Every Friday, without exception, we demo what we built. For US clients, this is typically scheduled between 10:00 AM and 12:00 PM Eastern. You see the working software in a staging environment. You can click through it, test it, and ask questions.

This isn't a slideshow. It's real, working software running in a real environment. If we said we'd build a new user onboarding flow, you're going to see a new user onboarding flow -- functional, styled, and connected to real data.

During the demo, we also plan the next sprint together. What should we prioritize? Did this week's work change any assumptions? Are there new items that should jump the queue? By the end of the call, the next Monday's kickoff is already half-done.

Deploy or Stage

After the demo, one of two things happens. If the sprint deliverables are approved, we deploy to production. Our CI/CD pipeline handles the mechanics -- automated testing, build verification, staged rollout. If there are changes or the feature isn't ready for users yet, we push to a staging environment where it can be tested further.

Either way, nothing sits in a branch collecting dust. Every sprint ends with working software in an environment you can access.

How AI Accelerates Each Phase

It's worth stepping back and noting how AI doesn't just speed up the coding. It accelerates the entire sprint cycle:

  • Monday setup -- AI helps generate task breakdowns, draft acceptance criteria, and identify potential blockers before work begins.
  • Build phase -- AI handles scaffolding, testing, documentation, and initial code review, letting developers focus on architecture and business logic.

## CHECK YOUR UNDERSTANDING
**a.** From the sprint process text, list everything the CI/CD pipeline is said to handle.
**b.** Please state when, according to the sprint process text, the Friday demo is typically scheduled for US clients.

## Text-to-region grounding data
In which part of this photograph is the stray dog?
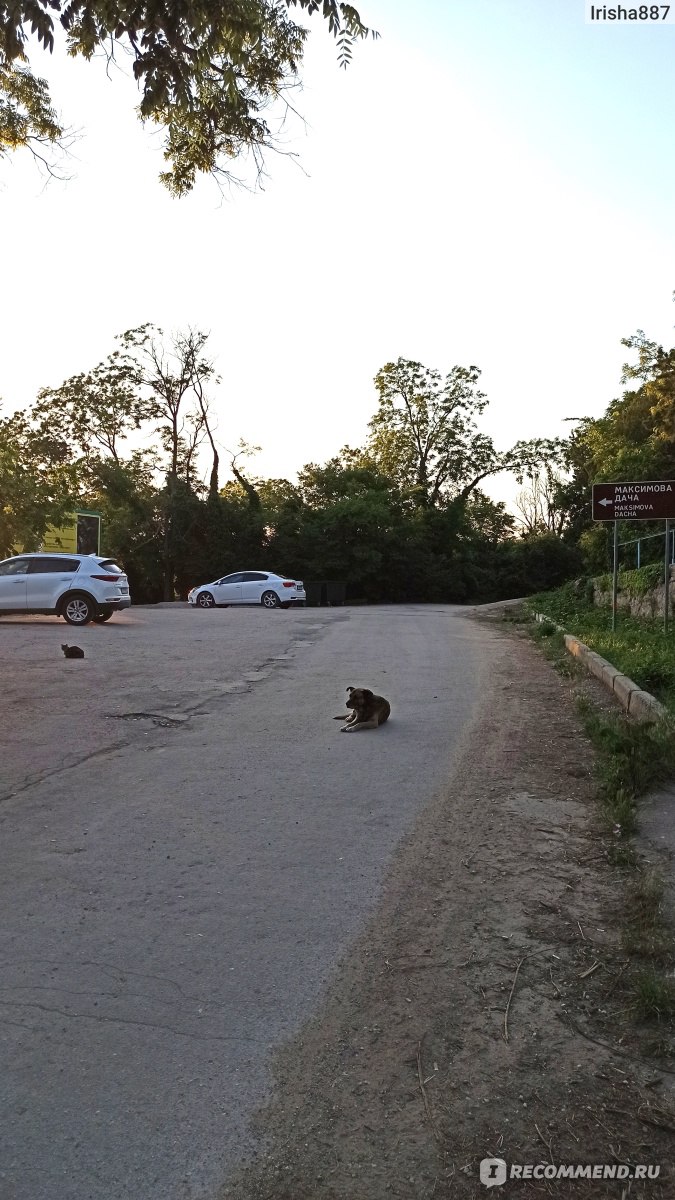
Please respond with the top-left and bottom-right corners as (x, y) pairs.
(333, 688), (392, 733)
(61, 646), (84, 659)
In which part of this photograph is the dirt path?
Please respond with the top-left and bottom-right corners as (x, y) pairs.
(221, 626), (675, 1200)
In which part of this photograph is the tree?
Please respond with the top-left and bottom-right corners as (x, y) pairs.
(366, 359), (560, 508)
(0, 53), (66, 174)
(0, 403), (77, 558)
(0, 0), (376, 196)
(120, 324), (217, 600)
(31, 350), (154, 464)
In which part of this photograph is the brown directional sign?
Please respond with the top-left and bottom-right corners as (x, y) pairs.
(593, 479), (675, 521)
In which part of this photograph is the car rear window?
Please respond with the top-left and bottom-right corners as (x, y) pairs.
(28, 554), (79, 575)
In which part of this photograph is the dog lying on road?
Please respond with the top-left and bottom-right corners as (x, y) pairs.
(333, 688), (392, 733)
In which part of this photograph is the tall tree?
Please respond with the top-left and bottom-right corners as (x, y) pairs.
(0, 413), (77, 557)
(0, 0), (375, 196)
(366, 359), (560, 508)
(120, 324), (214, 600)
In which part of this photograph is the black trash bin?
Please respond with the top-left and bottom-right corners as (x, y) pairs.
(325, 580), (347, 608)
(305, 582), (321, 608)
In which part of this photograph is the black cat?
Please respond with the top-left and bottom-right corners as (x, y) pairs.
(61, 646), (84, 659)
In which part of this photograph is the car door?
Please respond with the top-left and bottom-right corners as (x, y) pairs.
(26, 554), (79, 610)
(210, 571), (244, 604)
(0, 558), (30, 612)
(236, 571), (269, 604)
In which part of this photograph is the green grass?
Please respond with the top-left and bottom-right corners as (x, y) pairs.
(527, 572), (675, 714)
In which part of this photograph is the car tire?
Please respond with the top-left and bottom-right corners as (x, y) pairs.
(261, 592), (281, 608)
(60, 592), (96, 625)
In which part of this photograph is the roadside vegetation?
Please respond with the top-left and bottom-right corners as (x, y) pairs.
(0, 309), (675, 614)
(528, 578), (675, 715)
(514, 604), (675, 1058)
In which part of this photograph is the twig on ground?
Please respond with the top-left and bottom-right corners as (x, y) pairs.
(534, 1121), (554, 1162)
(417, 1040), (443, 1141)
(503, 946), (548, 1045)
(603, 962), (628, 1001)
(556, 1013), (675, 1075)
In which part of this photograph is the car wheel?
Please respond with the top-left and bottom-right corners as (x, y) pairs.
(61, 592), (96, 625)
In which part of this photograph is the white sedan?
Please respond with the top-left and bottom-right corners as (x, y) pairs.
(187, 571), (305, 608)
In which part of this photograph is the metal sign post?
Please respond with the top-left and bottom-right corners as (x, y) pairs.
(611, 521), (619, 634)
(663, 518), (670, 634)
(592, 479), (675, 634)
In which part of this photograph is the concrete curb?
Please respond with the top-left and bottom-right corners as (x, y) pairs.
(534, 612), (670, 724)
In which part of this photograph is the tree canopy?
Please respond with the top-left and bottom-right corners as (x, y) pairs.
(0, 0), (377, 196)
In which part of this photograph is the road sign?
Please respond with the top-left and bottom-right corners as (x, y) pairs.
(593, 479), (675, 521)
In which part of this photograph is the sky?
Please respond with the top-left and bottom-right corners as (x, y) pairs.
(0, 0), (675, 506)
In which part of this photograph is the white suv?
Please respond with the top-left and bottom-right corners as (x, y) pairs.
(0, 554), (131, 625)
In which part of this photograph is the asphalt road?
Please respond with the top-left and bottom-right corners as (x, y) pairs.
(0, 605), (502, 1200)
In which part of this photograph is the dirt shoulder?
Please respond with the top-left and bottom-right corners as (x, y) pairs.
(221, 614), (675, 1200)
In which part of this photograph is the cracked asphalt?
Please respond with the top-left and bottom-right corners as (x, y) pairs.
(0, 605), (504, 1200)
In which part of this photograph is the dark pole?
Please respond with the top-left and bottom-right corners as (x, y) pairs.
(611, 521), (619, 632)
(663, 518), (670, 634)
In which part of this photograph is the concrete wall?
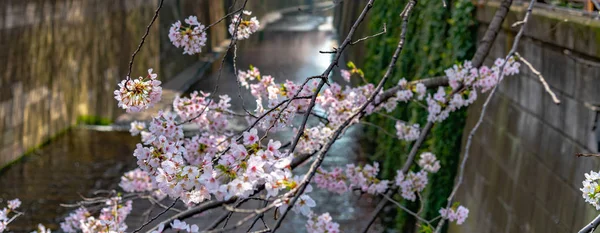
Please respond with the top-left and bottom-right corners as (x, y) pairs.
(0, 0), (226, 168)
(450, 3), (600, 232)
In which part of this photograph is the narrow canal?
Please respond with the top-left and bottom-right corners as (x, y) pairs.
(0, 8), (381, 232)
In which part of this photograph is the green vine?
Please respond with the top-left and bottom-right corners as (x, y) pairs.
(363, 0), (476, 232)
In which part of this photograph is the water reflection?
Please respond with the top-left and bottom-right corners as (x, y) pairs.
(0, 10), (377, 232)
(0, 129), (139, 232)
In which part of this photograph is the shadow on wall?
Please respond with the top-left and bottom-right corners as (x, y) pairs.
(450, 3), (600, 232)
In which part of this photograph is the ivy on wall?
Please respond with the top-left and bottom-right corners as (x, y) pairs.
(363, 0), (476, 232)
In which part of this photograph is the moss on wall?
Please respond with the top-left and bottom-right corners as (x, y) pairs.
(363, 0), (476, 232)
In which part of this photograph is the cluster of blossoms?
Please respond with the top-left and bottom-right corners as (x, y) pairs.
(238, 66), (318, 131)
(229, 11), (260, 40)
(173, 91), (231, 132)
(427, 57), (520, 122)
(440, 206), (469, 225)
(317, 83), (375, 128)
(0, 199), (21, 233)
(114, 69), (162, 112)
(395, 170), (429, 201)
(314, 162), (390, 194)
(60, 196), (132, 233)
(110, 15), (519, 229)
(314, 152), (440, 201)
(580, 171), (600, 210)
(31, 224), (52, 233)
(169, 16), (206, 55)
(306, 213), (340, 233)
(396, 121), (421, 142)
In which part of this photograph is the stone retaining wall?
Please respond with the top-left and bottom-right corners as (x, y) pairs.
(0, 0), (226, 168)
(450, 3), (600, 232)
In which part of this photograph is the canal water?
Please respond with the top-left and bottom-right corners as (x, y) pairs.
(0, 12), (381, 232)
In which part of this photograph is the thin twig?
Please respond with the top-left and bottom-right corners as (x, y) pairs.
(125, 0), (165, 82)
(575, 153), (600, 157)
(273, 0), (416, 232)
(515, 52), (560, 104)
(435, 0), (536, 233)
(381, 193), (433, 227)
(133, 197), (179, 233)
(350, 23), (387, 45)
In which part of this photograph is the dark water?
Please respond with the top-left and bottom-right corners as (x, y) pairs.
(0, 11), (381, 232)
(0, 129), (139, 232)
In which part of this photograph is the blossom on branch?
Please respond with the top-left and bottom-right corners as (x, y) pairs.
(440, 205), (469, 225)
(229, 11), (260, 40)
(169, 16), (207, 55)
(114, 69), (162, 112)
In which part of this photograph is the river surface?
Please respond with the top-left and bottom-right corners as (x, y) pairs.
(0, 10), (381, 232)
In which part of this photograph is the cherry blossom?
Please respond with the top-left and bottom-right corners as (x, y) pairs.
(229, 11), (260, 40)
(440, 205), (469, 225)
(580, 171), (600, 210)
(417, 152), (440, 173)
(396, 121), (421, 142)
(129, 121), (146, 136)
(0, 198), (22, 233)
(31, 224), (52, 233)
(169, 16), (207, 55)
(114, 69), (162, 112)
(306, 213), (340, 233)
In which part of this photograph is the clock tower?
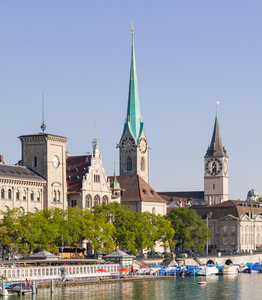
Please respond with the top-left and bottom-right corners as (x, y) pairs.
(204, 114), (228, 205)
(118, 29), (149, 183)
(19, 125), (67, 209)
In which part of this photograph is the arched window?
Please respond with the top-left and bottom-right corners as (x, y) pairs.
(3, 206), (9, 213)
(94, 195), (100, 206)
(102, 196), (108, 205)
(140, 157), (145, 171)
(23, 190), (26, 200)
(126, 156), (132, 172)
(53, 191), (56, 202)
(18, 207), (25, 217)
(34, 156), (38, 168)
(86, 195), (92, 208)
(57, 191), (60, 202)
(30, 191), (34, 201)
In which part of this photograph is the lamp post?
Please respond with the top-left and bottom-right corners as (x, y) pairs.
(206, 212), (212, 256)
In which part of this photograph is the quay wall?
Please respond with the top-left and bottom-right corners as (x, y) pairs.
(174, 253), (262, 265)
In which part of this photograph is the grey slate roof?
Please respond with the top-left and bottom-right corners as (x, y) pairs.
(28, 251), (59, 259)
(206, 116), (228, 157)
(0, 164), (45, 181)
(104, 250), (135, 258)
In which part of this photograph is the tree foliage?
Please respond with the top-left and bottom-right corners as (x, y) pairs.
(166, 207), (210, 251)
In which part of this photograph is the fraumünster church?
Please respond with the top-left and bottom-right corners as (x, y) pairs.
(0, 30), (262, 254)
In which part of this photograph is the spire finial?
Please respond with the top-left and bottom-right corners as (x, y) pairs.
(216, 101), (220, 117)
(40, 92), (46, 133)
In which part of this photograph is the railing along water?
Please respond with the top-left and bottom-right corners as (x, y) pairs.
(0, 264), (120, 282)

## TASK-BY-TASK RESULTS
**a.**
- Automated testing
- Build verification
- Staged rollout

**b.** Between 10:00 AM and 12:00 PM Eastern.